Assignment - Whenever the string "flower" turns up in a line of the data below, copy that line.

Exercise inputs -
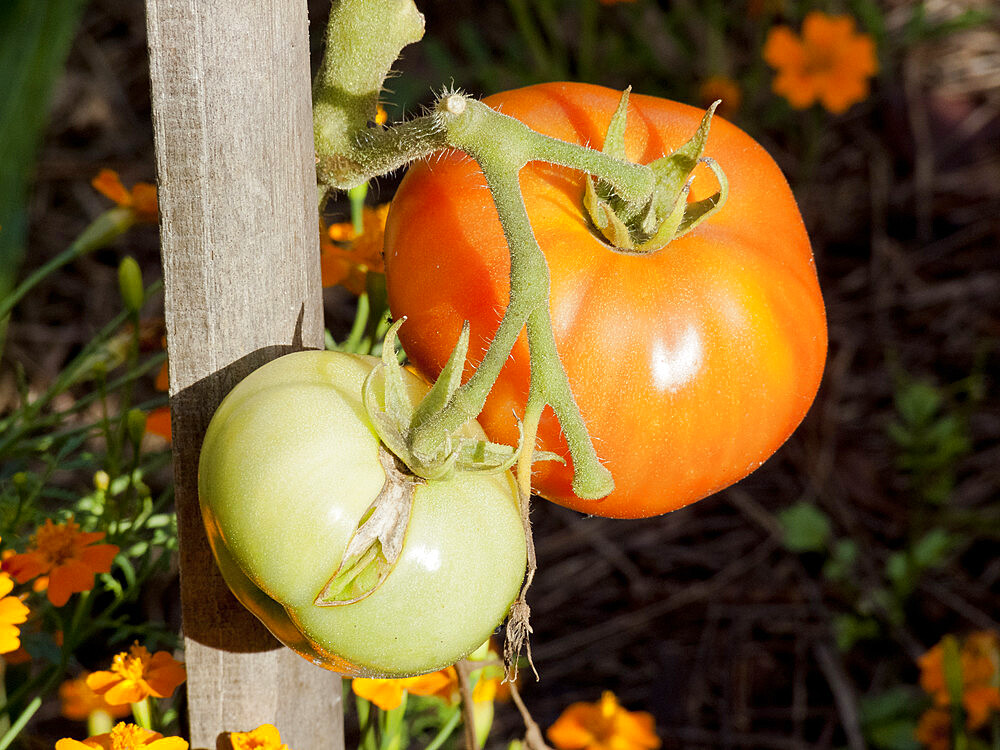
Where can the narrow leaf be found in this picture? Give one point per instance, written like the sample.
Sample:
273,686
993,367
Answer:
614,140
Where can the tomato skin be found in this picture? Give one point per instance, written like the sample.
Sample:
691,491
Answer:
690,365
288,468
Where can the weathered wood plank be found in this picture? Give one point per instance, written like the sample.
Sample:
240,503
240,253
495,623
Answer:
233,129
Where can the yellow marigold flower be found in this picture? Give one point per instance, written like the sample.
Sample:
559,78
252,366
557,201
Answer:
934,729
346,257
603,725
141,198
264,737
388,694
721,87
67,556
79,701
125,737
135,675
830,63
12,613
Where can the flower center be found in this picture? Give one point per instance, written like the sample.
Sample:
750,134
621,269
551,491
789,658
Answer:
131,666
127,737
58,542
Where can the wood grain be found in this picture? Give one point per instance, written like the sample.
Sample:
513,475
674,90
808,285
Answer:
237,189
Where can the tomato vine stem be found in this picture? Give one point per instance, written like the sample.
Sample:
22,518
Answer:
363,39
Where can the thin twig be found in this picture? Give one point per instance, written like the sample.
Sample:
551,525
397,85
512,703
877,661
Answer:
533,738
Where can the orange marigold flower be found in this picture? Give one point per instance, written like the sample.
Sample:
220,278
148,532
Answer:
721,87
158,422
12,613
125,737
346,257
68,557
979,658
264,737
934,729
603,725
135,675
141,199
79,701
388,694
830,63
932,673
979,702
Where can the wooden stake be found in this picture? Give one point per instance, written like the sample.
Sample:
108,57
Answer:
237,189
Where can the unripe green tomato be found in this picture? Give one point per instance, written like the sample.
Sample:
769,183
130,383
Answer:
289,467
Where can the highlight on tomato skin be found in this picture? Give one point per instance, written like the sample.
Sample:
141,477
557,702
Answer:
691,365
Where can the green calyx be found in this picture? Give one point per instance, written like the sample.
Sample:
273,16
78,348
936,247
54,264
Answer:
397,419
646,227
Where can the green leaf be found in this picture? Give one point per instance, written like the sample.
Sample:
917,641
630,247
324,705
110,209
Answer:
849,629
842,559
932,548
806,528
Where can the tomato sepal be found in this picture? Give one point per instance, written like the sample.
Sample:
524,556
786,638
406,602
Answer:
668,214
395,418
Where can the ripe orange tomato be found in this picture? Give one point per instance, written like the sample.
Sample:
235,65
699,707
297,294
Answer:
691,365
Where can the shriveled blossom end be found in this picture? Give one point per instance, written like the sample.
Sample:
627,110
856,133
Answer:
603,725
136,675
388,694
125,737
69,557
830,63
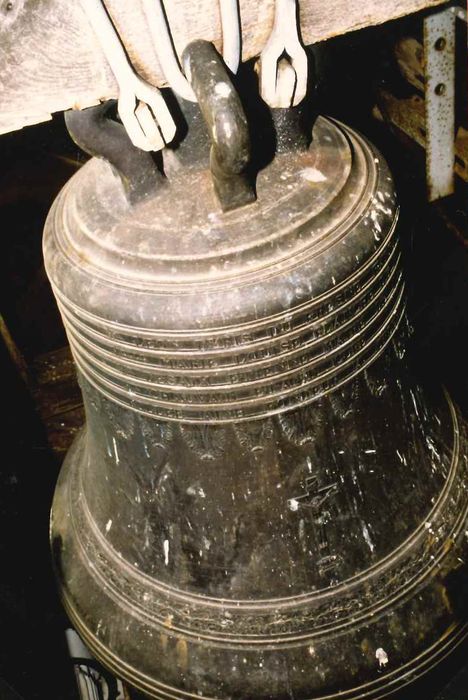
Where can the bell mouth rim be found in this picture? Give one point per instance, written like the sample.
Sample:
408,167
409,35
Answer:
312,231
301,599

Response for this exercise -
Where can the yellow marigold flower be found in this picture? Give one point per instance, written like the sample.
Where can the flower center be found in this picture? Give one point per instance, written like the sample.
Where can the orange marigold flower be found in this picture? Give one point per instance, written like the sample.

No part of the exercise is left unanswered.